SUPPLIED DATA>

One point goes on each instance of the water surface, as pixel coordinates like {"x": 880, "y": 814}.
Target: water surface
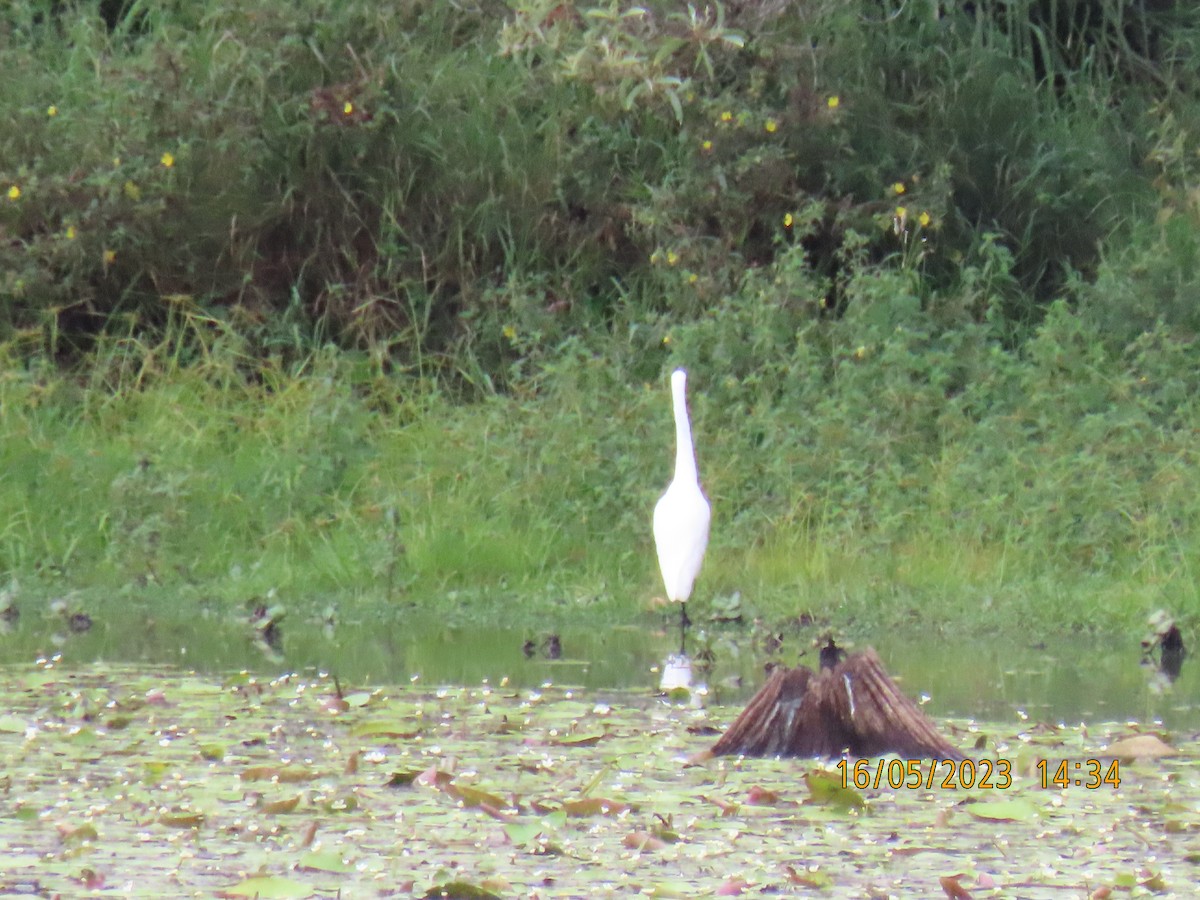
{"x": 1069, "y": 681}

* * *

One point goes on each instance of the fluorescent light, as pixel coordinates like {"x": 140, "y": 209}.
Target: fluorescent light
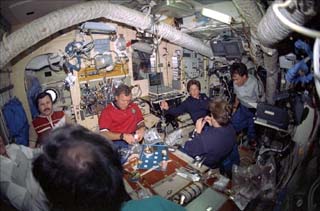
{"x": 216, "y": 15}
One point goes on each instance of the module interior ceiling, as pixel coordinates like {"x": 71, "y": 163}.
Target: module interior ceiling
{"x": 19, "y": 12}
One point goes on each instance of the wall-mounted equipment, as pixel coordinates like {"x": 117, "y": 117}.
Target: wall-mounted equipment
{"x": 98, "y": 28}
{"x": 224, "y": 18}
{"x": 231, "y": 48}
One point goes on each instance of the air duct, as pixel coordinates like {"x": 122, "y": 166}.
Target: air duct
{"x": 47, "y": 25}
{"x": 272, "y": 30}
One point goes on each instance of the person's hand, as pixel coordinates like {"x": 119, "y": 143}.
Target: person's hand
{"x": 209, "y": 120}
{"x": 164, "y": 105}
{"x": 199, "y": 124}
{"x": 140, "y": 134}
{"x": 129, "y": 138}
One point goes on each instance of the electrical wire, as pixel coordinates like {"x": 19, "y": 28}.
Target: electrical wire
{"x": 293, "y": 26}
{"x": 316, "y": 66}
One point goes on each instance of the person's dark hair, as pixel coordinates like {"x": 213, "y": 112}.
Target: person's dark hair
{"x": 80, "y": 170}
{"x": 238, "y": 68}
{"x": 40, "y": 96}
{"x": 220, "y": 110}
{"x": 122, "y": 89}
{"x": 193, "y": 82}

---

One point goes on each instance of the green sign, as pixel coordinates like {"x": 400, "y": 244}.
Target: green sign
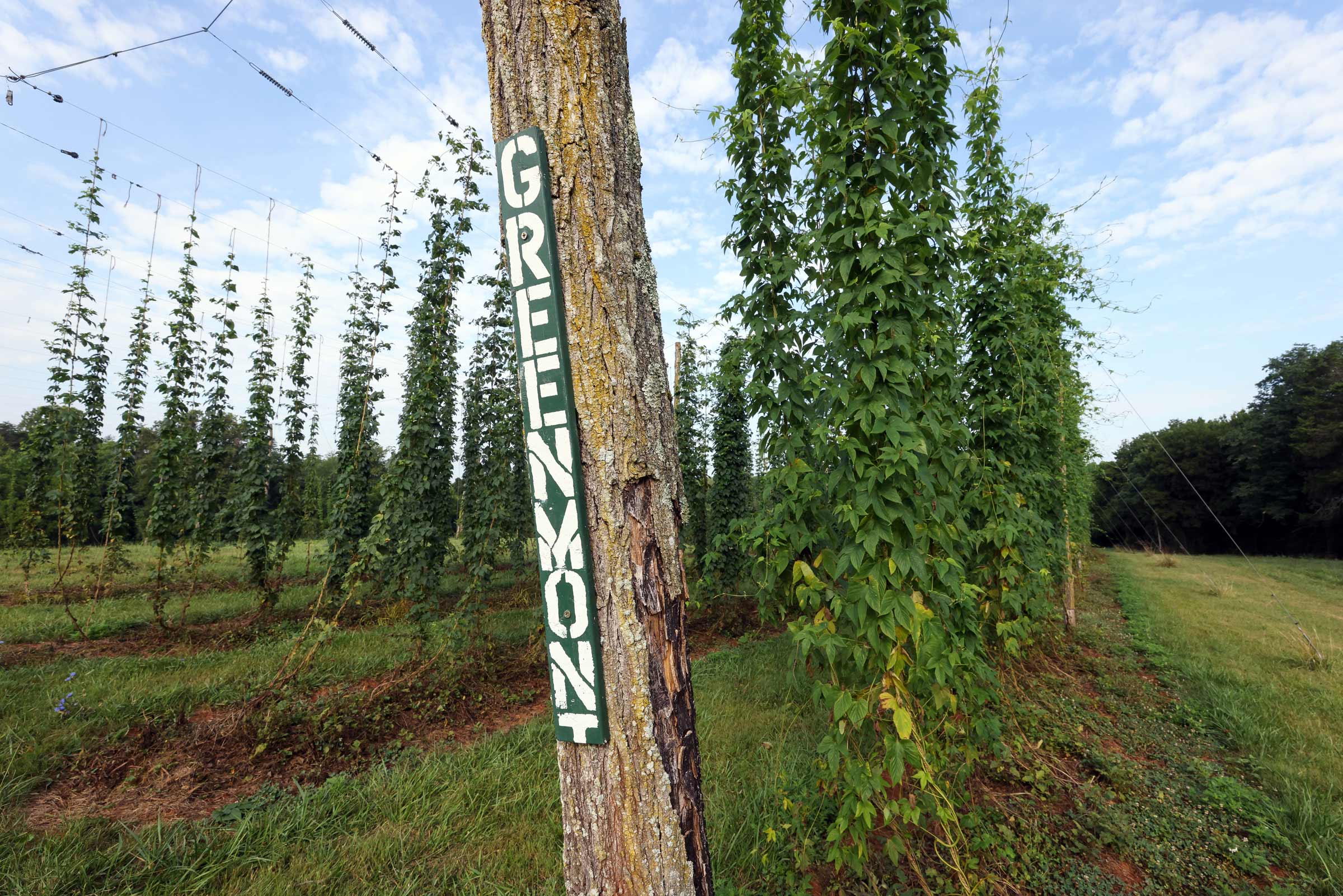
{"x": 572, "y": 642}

STATED PROBLEM> Collect every line in the records that contains the string "light". Treat uppercase and lowercase letters as different.

WRITTEN SOLUTION>
One point goes on each instance of the fluorescent light, as pixel coordinates like {"x": 140, "y": 209}.
Target: fluorescent light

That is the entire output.